Please extract every line of text from the records below and copy each one word for word. Leave the pictures out of your answer.

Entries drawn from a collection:
◆ ◆ ◆

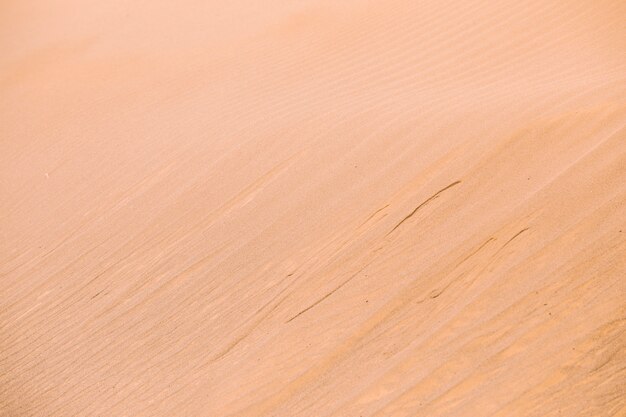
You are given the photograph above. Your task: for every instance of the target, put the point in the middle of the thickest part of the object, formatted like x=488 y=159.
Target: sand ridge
x=313 y=208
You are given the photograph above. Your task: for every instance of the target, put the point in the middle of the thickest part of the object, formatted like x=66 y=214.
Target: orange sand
x=313 y=208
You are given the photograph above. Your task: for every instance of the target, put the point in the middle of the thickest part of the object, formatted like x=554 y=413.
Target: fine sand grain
x=318 y=208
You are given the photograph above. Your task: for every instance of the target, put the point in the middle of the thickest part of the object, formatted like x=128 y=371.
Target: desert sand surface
x=317 y=208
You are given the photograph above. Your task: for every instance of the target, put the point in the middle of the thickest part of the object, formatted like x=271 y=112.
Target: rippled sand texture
x=313 y=208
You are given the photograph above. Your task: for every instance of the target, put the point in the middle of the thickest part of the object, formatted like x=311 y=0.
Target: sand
x=313 y=208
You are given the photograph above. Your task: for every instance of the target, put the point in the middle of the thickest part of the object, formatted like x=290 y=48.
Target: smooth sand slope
x=315 y=208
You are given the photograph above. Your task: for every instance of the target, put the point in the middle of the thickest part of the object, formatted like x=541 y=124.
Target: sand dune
x=313 y=208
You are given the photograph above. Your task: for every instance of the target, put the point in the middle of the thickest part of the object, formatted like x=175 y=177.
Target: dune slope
x=313 y=208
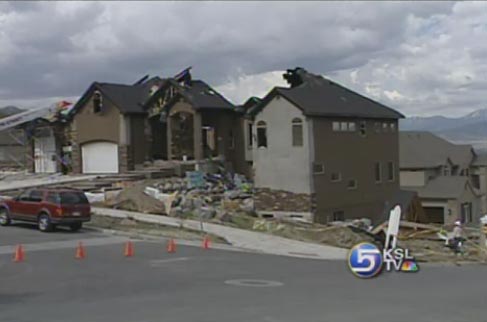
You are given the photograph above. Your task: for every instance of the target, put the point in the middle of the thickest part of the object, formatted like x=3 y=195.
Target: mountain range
x=468 y=129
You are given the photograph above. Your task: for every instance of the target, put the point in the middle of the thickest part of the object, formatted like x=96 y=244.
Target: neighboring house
x=106 y=132
x=12 y=149
x=441 y=173
x=323 y=152
x=192 y=121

◆ ◆ ◆

» WRITTEN RESPONSE:
You are given the photograph above. Your task: for every instance of the target, put the point in the middle of the thickest part of the object, formatted like x=488 y=159.
Target: sand ridge
x=313 y=208
You are given the photograph above. Your task: for every instance of the target, put the point in the middle of the thickest part of the object, formatted like x=66 y=214.
Target: orange sand
x=313 y=208
You are given the photograph above. Your task: for every instance of the target, put the point in the middle of the thickest part of the object, formatted like x=554 y=413.
Target: fine sand grain
x=318 y=208
You are given the photograph above. Your task: for every instance of the target, put the point in the middle of the thickest part of the object, formatted like x=128 y=371.
Target: desert sand surface
x=317 y=208
You are given the photograph above. Your task: for every instance of the target, put the point in the middle of the thickest part of the object, formatted like x=271 y=112.
Target: rippled sand texture
x=313 y=208
You are given the photograph above. Your task: for every instance of the target, put the point in the middle of the thickest part of the object, formatted like x=311 y=0.
Target: sand
x=313 y=208
You are given the photograph above. Your task: for every instance of the target, put the point in the middle of the thickest part of the object, formatted like x=290 y=48.
Target: smooth sand slope
x=315 y=208
You are given the photograph above. Your task: for every instance of the target, put the point in the middle of the thickest part of the object, formatted like x=541 y=124.
Target: sand dune
x=313 y=208
You are given the photograph above. Your task: for every instance of the target, put the point in the middle of the thickest part of the object, formatted like x=175 y=177.
Target: dune slope
x=313 y=208
You are given the photograph above. Your task: for every instance of the target, put the point in the middle of the thickest part of the object, formatted like x=3 y=195.
Target: mountain range
x=468 y=129
You are given the photograph above. Your task: for every instance of the target, put the point in the middle of the thickest part of the object, formatted like x=96 y=244.
Target: neighboring house
x=106 y=132
x=12 y=149
x=441 y=173
x=323 y=152
x=192 y=121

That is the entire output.